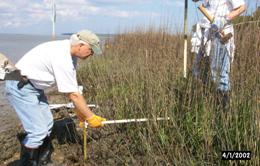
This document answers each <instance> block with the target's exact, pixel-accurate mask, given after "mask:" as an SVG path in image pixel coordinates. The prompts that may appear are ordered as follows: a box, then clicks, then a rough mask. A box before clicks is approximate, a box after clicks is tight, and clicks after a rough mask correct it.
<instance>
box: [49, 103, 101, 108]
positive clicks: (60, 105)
mask: <svg viewBox="0 0 260 166" xmlns="http://www.w3.org/2000/svg"><path fill="white" fill-rule="evenodd" d="M49 107H50V109H51V110H53V109H59V108H70V109H71V108H75V106H74V104H73V103H72V102H71V103H67V104H50V105H49ZM88 107H90V108H99V106H98V105H95V104H88Z"/></svg>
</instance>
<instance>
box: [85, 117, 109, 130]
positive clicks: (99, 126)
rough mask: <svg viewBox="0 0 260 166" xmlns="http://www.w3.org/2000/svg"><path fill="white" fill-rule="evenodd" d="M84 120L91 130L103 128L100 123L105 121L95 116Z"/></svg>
mask: <svg viewBox="0 0 260 166" xmlns="http://www.w3.org/2000/svg"><path fill="white" fill-rule="evenodd" d="M86 120H87V122H88V124H89V126H90V127H92V128H98V127H102V126H103V124H102V122H103V121H106V119H105V118H102V117H100V116H97V115H95V114H94V115H93V116H91V117H90V118H88V119H86Z"/></svg>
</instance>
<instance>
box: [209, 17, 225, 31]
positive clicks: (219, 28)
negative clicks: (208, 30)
mask: <svg viewBox="0 0 260 166" xmlns="http://www.w3.org/2000/svg"><path fill="white" fill-rule="evenodd" d="M228 23H229V20H227V18H226V17H215V18H214V21H213V23H212V27H213V28H215V29H216V30H217V31H221V30H222V29H223V28H224V27H225V26H226V25H227V24H228Z"/></svg>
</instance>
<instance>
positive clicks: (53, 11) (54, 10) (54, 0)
mask: <svg viewBox="0 0 260 166" xmlns="http://www.w3.org/2000/svg"><path fill="white" fill-rule="evenodd" d="M55 23H56V4H55V0H52V40H55V36H56V35H55Z"/></svg>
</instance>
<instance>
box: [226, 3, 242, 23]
mask: <svg viewBox="0 0 260 166" xmlns="http://www.w3.org/2000/svg"><path fill="white" fill-rule="evenodd" d="M245 10H246V5H241V6H239V7H238V8H236V9H234V10H233V11H232V12H230V13H229V14H228V15H227V18H228V19H229V20H232V19H234V18H236V17H237V16H239V15H240V14H242V13H243V12H244V11H245Z"/></svg>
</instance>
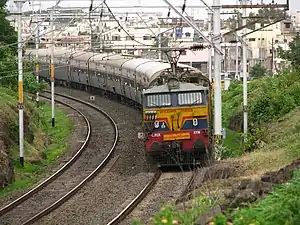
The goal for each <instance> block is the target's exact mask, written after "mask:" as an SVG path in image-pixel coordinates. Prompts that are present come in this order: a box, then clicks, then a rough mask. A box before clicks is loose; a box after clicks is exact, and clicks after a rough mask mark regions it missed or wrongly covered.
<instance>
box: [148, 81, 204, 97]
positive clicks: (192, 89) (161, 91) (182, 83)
mask: <svg viewBox="0 0 300 225" xmlns="http://www.w3.org/2000/svg"><path fill="white" fill-rule="evenodd" d="M203 90H208V87H204V86H200V85H197V84H193V83H183V82H179V88H177V89H171V90H170V89H169V87H168V84H163V85H160V86H153V87H151V88H149V89H147V90H145V91H143V94H155V93H167V92H182V91H203Z"/></svg>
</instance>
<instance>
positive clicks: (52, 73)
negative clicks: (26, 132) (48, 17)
mask: <svg viewBox="0 0 300 225" xmlns="http://www.w3.org/2000/svg"><path fill="white" fill-rule="evenodd" d="M50 23H51V25H50V29H51V108H52V127H54V126H55V114H54V29H53V23H54V21H53V10H51V14H50Z"/></svg>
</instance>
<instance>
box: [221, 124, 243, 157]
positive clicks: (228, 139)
mask: <svg viewBox="0 0 300 225" xmlns="http://www.w3.org/2000/svg"><path fill="white" fill-rule="evenodd" d="M243 153H244V151H243V140H242V136H241V135H240V134H239V133H237V132H235V131H233V130H230V129H226V138H225V139H224V140H223V152H222V156H223V158H224V159H226V158H229V157H237V156H240V155H242V154H243Z"/></svg>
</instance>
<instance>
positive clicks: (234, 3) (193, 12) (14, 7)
mask: <svg viewBox="0 0 300 225" xmlns="http://www.w3.org/2000/svg"><path fill="white" fill-rule="evenodd" d="M38 1H39V0H35V2H38ZM40 1H41V2H42V8H48V7H51V6H54V5H55V2H56V1H55V0H40ZM101 1H102V0H94V6H97V5H99V4H100V2H101ZM201 1H205V2H206V3H207V4H208V5H212V3H213V0H186V5H187V6H189V5H197V6H204V4H203V3H202V2H201ZM237 1H239V0H220V3H221V5H225V4H237ZM250 1H251V2H252V4H257V3H261V1H263V2H264V4H268V3H270V2H271V1H272V0H248V2H250ZM274 1H275V3H278V4H283V3H285V2H286V0H274ZM28 2H29V1H28V0H27V2H26V3H25V5H24V7H23V10H24V11H25V10H26V11H27V10H29V9H31V7H29V4H28ZM149 2H150V3H151V4H149ZM169 2H171V3H172V4H173V5H176V6H178V5H182V4H183V2H184V0H169ZM106 3H107V4H108V5H109V6H110V7H112V6H131V5H152V6H153V5H155V6H166V3H164V1H163V0H151V1H149V0H106ZM59 6H61V7H68V6H72V7H89V6H90V0H61V2H60V4H59ZM12 7H13V8H15V4H14V3H13V0H10V3H9V9H11V8H12ZM290 10H291V12H296V11H297V10H299V11H300V0H290ZM112 11H113V12H120V11H123V12H124V11H125V12H126V11H134V12H136V11H137V10H136V9H128V8H127V9H126V10H125V9H123V10H120V9H112ZM142 11H144V12H149V11H150V12H154V11H159V12H162V13H163V15H164V14H165V15H167V12H168V9H143V10H142ZM222 11H223V12H224V11H226V10H225V9H224V10H222ZM186 12H187V13H188V14H189V15H191V14H194V15H199V16H200V18H201V16H202V17H206V12H205V9H194V10H192V9H188V8H187V9H186ZM203 12H204V13H203ZM174 14H175V13H174V12H173V15H174ZM171 15H172V11H171Z"/></svg>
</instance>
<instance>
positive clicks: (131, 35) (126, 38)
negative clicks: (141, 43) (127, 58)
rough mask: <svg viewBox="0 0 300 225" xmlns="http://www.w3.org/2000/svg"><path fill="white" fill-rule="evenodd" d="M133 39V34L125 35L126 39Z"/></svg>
mask: <svg viewBox="0 0 300 225" xmlns="http://www.w3.org/2000/svg"><path fill="white" fill-rule="evenodd" d="M133 39H134V36H133V35H130V36H126V41H130V40H133Z"/></svg>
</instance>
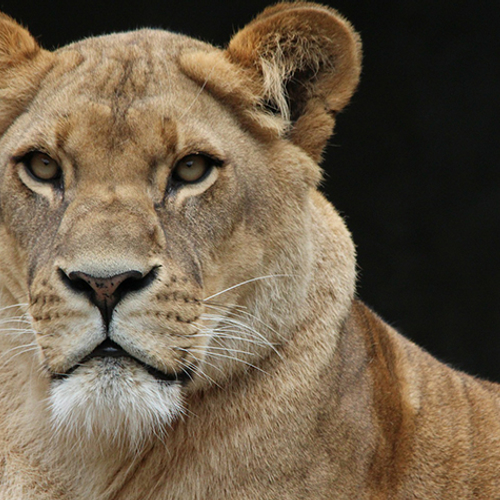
• • • • • • •
• **EXERCISE DIRECTIONS**
Could you reproduce the listing above word for word while leaving out its pictures?

• **SOLUTION FOR THIS TASK**
This document answers each <instance> block with the target's exact, pixel-accurate mask, given after "mask:" as an SVG path in image pixel coordinates. The prompts that may appear are ordered as follows: a box, then clicks, then a rough mask. A box before clicks is approximate, a box after clicks is tight, and clicks after a rough mask correct it.
<instance>
box: [49, 103, 101, 108]
positive clicks: (60, 105)
mask: <svg viewBox="0 0 260 166" xmlns="http://www.w3.org/2000/svg"><path fill="white" fill-rule="evenodd" d="M49 107H50V109H51V110H53V109H59V108H70V109H71V108H75V106H74V104H73V103H72V102H71V103H67V104H50V105H49ZM88 107H90V108H99V106H98V105H95V104H88Z"/></svg>
</instance>
<instance>
box: [85, 117, 109, 130]
positive clicks: (99, 126)
rough mask: <svg viewBox="0 0 260 166" xmlns="http://www.w3.org/2000/svg"><path fill="white" fill-rule="evenodd" d="M84 120L91 130L103 128L100 123L105 121L95 116Z"/></svg>
mask: <svg viewBox="0 0 260 166" xmlns="http://www.w3.org/2000/svg"><path fill="white" fill-rule="evenodd" d="M86 120H87V122H88V124H89V126H90V127H92V128H98V127H102V126H103V124H102V122H103V121H106V119H105V118H102V117H100V116H97V115H95V114H94V115H93V116H91V117H90V118H88V119H86Z"/></svg>
</instance>
<instance>
box: [209, 17, 225, 31]
positive clicks: (219, 28)
negative clicks: (208, 30)
mask: <svg viewBox="0 0 260 166" xmlns="http://www.w3.org/2000/svg"><path fill="white" fill-rule="evenodd" d="M228 23H229V20H227V18H226V17H215V18H214V21H213V23H212V27H213V28H215V29H216V30H217V31H221V30H222V29H223V28H224V27H225V26H226V25H227V24H228Z"/></svg>
</instance>
<instance>
positive clicks: (53, 11) (54, 10) (54, 0)
mask: <svg viewBox="0 0 260 166" xmlns="http://www.w3.org/2000/svg"><path fill="white" fill-rule="evenodd" d="M55 23H56V4H55V0H52V40H55V36H56V35H55Z"/></svg>
</instance>
<instance>
box: [226, 3, 242, 23]
mask: <svg viewBox="0 0 260 166" xmlns="http://www.w3.org/2000/svg"><path fill="white" fill-rule="evenodd" d="M245 10H246V5H241V6H239V7H238V8H236V9H234V10H233V11H232V12H230V13H229V14H228V15H227V18H228V19H229V20H232V19H234V18H236V17H237V16H239V15H240V14H242V13H243V12H244V11H245Z"/></svg>
</instance>
The goal for each <instance> block is the target's exact mask, written after "mask:" as an SVG path in image-pixel coordinates. Prompts that are present come in this order: a box, then clicks, then a rough mask. A box before clicks is loose; a box after clicks is exact, and clicks after a rough mask mark regions it missed or wrongly covered.
<instance>
box: [148, 81, 204, 97]
positive clicks: (192, 89) (161, 91) (182, 83)
mask: <svg viewBox="0 0 300 225" xmlns="http://www.w3.org/2000/svg"><path fill="white" fill-rule="evenodd" d="M203 90H208V87H204V86H200V85H197V84H193V83H183V82H179V88H177V89H171V90H170V89H169V87H168V84H163V85H160V86H153V87H151V88H149V89H147V90H145V91H143V94H155V93H167V92H182V91H203Z"/></svg>
</instance>
<instance>
positive clicks: (52, 73)
negative clicks: (26, 132) (48, 17)
mask: <svg viewBox="0 0 300 225" xmlns="http://www.w3.org/2000/svg"><path fill="white" fill-rule="evenodd" d="M50 23H51V25H50V29H51V108H52V127H54V126H55V114H54V29H53V23H54V21H53V10H51V14H50Z"/></svg>
</instance>
<instance>
box: [221, 124, 243, 157]
positive clicks: (228, 139)
mask: <svg viewBox="0 0 300 225" xmlns="http://www.w3.org/2000/svg"><path fill="white" fill-rule="evenodd" d="M243 153H244V151H243V140H242V136H241V135H240V134H239V133H237V132H235V131H233V130H230V129H226V138H225V139H224V140H223V152H222V156H223V158H224V159H226V158H229V157H237V156H240V155H242V154H243Z"/></svg>
</instance>
<instance>
positive clicks: (234, 3) (193, 12) (14, 7)
mask: <svg viewBox="0 0 300 225" xmlns="http://www.w3.org/2000/svg"><path fill="white" fill-rule="evenodd" d="M38 1H39V0H35V2H38ZM40 1H41V2H42V8H48V7H51V6H54V5H55V2H56V1H55V0H40ZM101 1H102V0H94V6H97V5H99V4H100V2H101ZM201 1H205V2H206V3H207V4H208V5H212V3H213V0H186V5H187V6H189V5H197V6H204V4H203V3H202V2H201ZM237 1H239V0H220V3H221V5H225V4H237ZM250 1H251V2H252V4H257V3H261V1H263V2H264V4H268V3H270V2H271V1H272V0H248V2H250ZM274 1H275V3H278V4H283V3H285V2H286V0H274ZM28 2H29V1H28V0H27V2H26V3H25V5H24V7H23V10H24V11H25V10H26V11H27V10H29V9H31V7H29V4H28ZM149 2H150V3H151V4H149ZM169 2H171V3H172V4H173V5H176V6H178V5H182V4H183V2H184V0H169ZM106 3H107V4H108V5H109V6H110V7H112V6H131V5H152V6H153V5H155V6H166V3H164V1H163V0H151V1H149V0H106ZM59 6H61V7H68V6H72V7H89V6H90V0H61V2H60V4H59ZM12 7H13V8H15V4H14V3H13V0H10V3H9V9H11V8H12ZM290 10H291V12H296V11H297V10H299V11H300V0H290ZM112 11H113V12H120V11H123V12H124V11H125V12H126V11H134V12H136V11H137V10H136V9H128V8H127V9H126V10H125V9H123V10H120V9H112ZM142 11H144V12H149V11H150V12H154V11H159V12H162V13H163V15H164V14H165V15H167V12H168V9H143V10H142ZM222 11H223V12H224V11H226V10H225V9H224V10H222ZM186 12H187V13H188V14H189V15H191V14H194V15H199V16H200V18H201V16H202V17H206V12H205V9H194V10H192V9H188V8H187V9H186ZM203 12H204V13H203ZM174 14H175V13H174V12H173V15H174ZM171 15H172V11H171Z"/></svg>
</instance>
<instance>
positive clicks: (131, 35) (126, 38)
negative clicks: (141, 43) (127, 58)
rough mask: <svg viewBox="0 0 300 225" xmlns="http://www.w3.org/2000/svg"><path fill="white" fill-rule="evenodd" d="M133 39V34L125 35L126 39Z"/></svg>
mask: <svg viewBox="0 0 300 225" xmlns="http://www.w3.org/2000/svg"><path fill="white" fill-rule="evenodd" d="M133 39H134V36H133V35H130V36H126V41H130V40H133Z"/></svg>
</instance>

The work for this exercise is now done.